▶ [Exercises]:
a: Print the portion of the Robeco passage starting with "Amongst Robeco’s private" and going on through "current economic environment.".
b: Answer these questions from the Robeco passage, marking each answer (i), (ii) or (iii):
(i) What share of the group's total assets do the private banking and wholesale clients account for?
(ii) Which company owns Robeco?
(iii) Where did Mr Munsters previously head up investments?
c: For each statement, say whether it agrees with the Robeco passage. Answer yes or no, and quote the words of the passage that decide it.
(i) The group's total assets are €135bn.
(ii) Mr Neve says emerging markets have always been a core product on the institutional side.
(iii) Mr Neve has detected a shift away from exchange traded funds to more active plays.

Segment Start: Text section

Amongst Robeco’s private banking and wholesale clients, responsible for 50 per cent of the group’s €135bn total assets, he has already detected a shift away from exchange traded funds to more active plays, particularly in the core of portfolios, which he says are performing better than so-called ‘beta blocks’ in the current economic environment.

“On the institutional side, emerging markets was a tilt, now it is a core product,” says Mr Neve. “On the private banking side, emerging markets have always been part of core model portfolios,” even though he feels many wealthy investors often underestimated their true exposure to the developing world.

Vital to distributors’ new thinking, is a mine-sweep of portfolios to work out where the traps are and to calculate exactly how much is their exposure to a particular type of market or risk. “If a global equity fund gave you 35 per cent exposure to emerging markets, you may not be aware of that and can get into trouble if it underperforms,” he reports.

Robeco must always look to its owner – Rabobank – for some business, but the institutional side has been the key driver in recent years, particularly since the new CEO, Roderick Munsters, took over the at the helm last September. Mr Munsters is a well-known figure in the Dutch pension funds world, having previously headed up investments at medical and social workers scheme PGGM.

Yet there is a parallel development, of which little has been talked about outside the group, which has heightened the concentration of Mr Neve’s team on developing new products.

Segment End: Text section
Segment Start: Information provided

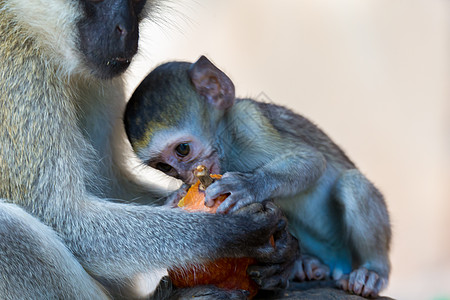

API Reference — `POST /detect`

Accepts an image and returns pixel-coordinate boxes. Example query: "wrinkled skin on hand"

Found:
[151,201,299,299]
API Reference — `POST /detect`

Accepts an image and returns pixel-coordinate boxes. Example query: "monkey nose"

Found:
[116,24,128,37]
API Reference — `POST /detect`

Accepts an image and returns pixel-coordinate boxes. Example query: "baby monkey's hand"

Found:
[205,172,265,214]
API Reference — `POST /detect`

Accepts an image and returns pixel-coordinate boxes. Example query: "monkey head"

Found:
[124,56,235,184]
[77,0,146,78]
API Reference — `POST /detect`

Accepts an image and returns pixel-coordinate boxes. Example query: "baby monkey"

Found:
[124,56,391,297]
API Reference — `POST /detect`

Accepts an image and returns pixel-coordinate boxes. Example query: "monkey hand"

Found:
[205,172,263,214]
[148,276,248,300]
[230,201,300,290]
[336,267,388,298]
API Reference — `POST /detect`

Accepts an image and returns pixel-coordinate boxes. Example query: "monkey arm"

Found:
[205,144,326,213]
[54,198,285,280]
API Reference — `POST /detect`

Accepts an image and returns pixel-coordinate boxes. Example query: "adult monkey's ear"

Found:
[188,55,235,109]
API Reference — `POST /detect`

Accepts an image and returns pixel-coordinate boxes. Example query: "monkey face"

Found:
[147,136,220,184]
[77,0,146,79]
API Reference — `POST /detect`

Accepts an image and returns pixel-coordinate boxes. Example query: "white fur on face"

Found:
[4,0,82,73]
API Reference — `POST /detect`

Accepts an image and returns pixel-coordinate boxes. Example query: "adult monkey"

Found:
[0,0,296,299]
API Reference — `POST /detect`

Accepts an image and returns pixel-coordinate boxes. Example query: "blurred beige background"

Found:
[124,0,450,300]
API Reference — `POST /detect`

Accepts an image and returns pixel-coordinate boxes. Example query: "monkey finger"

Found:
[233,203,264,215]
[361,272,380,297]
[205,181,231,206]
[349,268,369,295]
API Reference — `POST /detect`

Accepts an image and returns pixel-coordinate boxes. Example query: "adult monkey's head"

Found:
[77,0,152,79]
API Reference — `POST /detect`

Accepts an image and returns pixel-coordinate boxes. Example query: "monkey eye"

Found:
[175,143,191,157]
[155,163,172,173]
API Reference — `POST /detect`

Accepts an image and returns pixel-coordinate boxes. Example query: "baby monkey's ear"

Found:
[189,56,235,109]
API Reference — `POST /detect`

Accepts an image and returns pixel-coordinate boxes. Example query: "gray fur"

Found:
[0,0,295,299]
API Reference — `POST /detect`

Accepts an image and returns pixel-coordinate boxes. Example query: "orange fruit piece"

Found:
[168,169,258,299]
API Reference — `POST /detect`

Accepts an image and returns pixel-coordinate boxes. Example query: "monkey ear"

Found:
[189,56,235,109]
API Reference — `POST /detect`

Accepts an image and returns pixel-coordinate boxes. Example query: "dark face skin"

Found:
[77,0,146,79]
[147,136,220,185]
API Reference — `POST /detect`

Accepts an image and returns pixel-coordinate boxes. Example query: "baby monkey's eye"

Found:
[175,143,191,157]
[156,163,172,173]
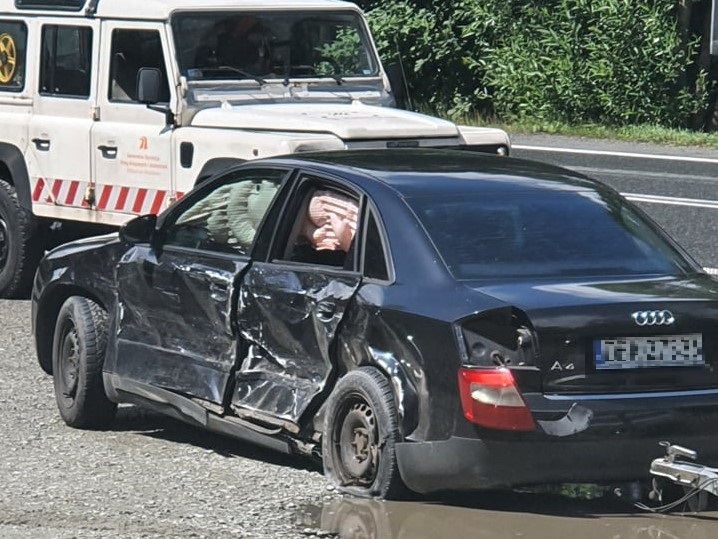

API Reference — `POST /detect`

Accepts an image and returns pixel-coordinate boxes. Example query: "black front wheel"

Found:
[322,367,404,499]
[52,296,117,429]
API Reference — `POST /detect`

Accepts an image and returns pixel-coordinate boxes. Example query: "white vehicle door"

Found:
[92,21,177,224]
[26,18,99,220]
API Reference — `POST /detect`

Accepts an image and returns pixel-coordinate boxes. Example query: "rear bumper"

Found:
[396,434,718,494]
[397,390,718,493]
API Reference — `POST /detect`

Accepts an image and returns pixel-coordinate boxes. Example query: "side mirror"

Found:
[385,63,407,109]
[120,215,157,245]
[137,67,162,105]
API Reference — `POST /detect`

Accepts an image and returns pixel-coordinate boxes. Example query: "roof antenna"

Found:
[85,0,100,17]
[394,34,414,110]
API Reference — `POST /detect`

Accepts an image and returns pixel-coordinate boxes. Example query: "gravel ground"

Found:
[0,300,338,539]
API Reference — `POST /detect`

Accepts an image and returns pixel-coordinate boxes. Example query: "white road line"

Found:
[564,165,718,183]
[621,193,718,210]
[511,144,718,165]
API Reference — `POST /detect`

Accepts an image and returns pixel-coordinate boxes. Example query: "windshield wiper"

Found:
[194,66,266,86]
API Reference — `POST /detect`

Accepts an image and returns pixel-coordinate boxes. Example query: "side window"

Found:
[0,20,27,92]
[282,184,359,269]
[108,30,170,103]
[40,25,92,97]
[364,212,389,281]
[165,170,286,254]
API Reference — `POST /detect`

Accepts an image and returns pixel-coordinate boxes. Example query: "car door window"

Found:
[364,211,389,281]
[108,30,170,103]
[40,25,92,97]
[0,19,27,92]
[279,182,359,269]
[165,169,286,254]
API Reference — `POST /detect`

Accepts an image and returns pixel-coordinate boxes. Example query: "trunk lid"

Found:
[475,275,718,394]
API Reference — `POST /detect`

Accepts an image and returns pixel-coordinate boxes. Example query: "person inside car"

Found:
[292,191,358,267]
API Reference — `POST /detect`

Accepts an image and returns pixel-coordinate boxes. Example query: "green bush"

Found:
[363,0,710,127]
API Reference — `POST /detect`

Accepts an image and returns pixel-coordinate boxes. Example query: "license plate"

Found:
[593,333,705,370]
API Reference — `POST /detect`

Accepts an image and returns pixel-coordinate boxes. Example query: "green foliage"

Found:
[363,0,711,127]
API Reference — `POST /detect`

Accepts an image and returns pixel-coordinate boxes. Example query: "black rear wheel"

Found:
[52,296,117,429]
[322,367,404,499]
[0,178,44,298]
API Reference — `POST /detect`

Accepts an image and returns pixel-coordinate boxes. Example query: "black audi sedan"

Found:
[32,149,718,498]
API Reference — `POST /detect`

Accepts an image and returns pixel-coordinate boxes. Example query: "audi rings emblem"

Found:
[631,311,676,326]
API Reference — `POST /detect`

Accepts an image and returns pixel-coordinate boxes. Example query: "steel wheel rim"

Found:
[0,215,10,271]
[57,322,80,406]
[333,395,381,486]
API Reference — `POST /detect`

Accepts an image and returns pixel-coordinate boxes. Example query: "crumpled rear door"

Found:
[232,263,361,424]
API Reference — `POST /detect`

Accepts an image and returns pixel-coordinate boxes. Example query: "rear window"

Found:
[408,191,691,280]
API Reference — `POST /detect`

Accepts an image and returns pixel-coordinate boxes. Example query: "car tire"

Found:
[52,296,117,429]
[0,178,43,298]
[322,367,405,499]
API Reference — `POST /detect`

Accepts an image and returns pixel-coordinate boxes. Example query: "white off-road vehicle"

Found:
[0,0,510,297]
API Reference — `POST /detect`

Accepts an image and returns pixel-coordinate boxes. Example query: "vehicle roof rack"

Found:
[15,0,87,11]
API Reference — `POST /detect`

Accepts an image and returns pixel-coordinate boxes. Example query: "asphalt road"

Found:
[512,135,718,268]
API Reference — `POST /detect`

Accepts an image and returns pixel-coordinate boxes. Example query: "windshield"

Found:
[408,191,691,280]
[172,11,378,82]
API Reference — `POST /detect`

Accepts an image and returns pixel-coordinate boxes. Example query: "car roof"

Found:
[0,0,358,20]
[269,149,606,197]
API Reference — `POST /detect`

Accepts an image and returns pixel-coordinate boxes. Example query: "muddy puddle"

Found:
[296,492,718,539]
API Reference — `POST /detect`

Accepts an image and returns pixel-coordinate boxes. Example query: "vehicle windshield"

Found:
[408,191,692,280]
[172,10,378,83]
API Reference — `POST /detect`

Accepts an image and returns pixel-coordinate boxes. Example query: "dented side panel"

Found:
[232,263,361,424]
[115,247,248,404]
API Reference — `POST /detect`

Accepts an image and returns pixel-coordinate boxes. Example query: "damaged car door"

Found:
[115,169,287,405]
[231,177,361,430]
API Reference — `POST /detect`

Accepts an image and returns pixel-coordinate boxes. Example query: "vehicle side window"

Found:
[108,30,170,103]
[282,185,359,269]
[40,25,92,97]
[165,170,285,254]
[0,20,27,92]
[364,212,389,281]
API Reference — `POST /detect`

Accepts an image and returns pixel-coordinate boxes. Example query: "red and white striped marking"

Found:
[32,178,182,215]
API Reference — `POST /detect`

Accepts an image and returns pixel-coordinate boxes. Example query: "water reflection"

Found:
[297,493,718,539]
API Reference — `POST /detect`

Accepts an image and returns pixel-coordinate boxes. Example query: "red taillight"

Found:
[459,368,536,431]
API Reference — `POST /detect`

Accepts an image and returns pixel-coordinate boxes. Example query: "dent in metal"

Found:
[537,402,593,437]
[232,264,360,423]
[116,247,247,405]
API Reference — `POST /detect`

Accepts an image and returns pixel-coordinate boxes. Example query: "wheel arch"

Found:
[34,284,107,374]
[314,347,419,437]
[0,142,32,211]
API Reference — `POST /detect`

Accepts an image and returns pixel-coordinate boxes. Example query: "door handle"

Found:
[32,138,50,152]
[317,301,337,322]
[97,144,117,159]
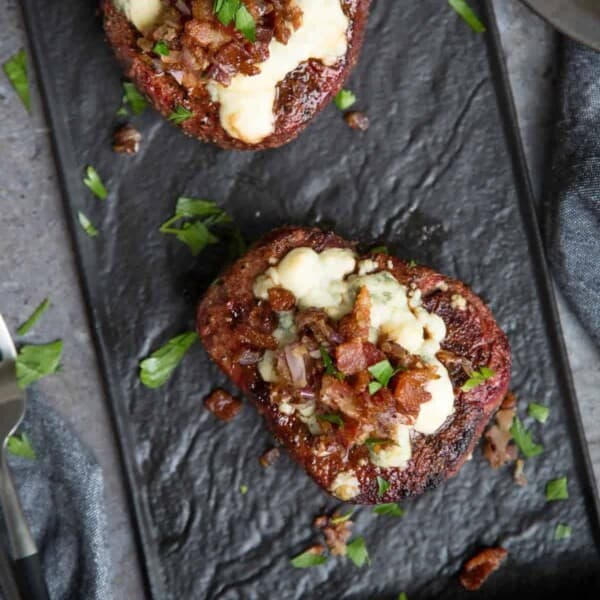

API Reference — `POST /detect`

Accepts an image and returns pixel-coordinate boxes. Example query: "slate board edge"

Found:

Segment End: Information provided

▶ [Responses]:
a:
Amongst Robeco’s private banking and wholesale clients, responsible for 50 per cent of the group’s €135bn total assets, he has already detected a shift away from exchange traded funds to more active plays, particularly in the core of portfolios, which he says are performing better than so-called ‘beta blocks’ in the current economic environment.

b:
(i) 50 per cent
(ii) Rabobank
(iii) At the medical and social workers scheme PGGM

c:
(i) Yes: "the group’s €135bn total assets"
(ii) No: "On the institutional side, emerging markets was a tilt, now it is a core product"
(iii) Yes: "he has already detected a shift away from exchange traded funds to more active plays"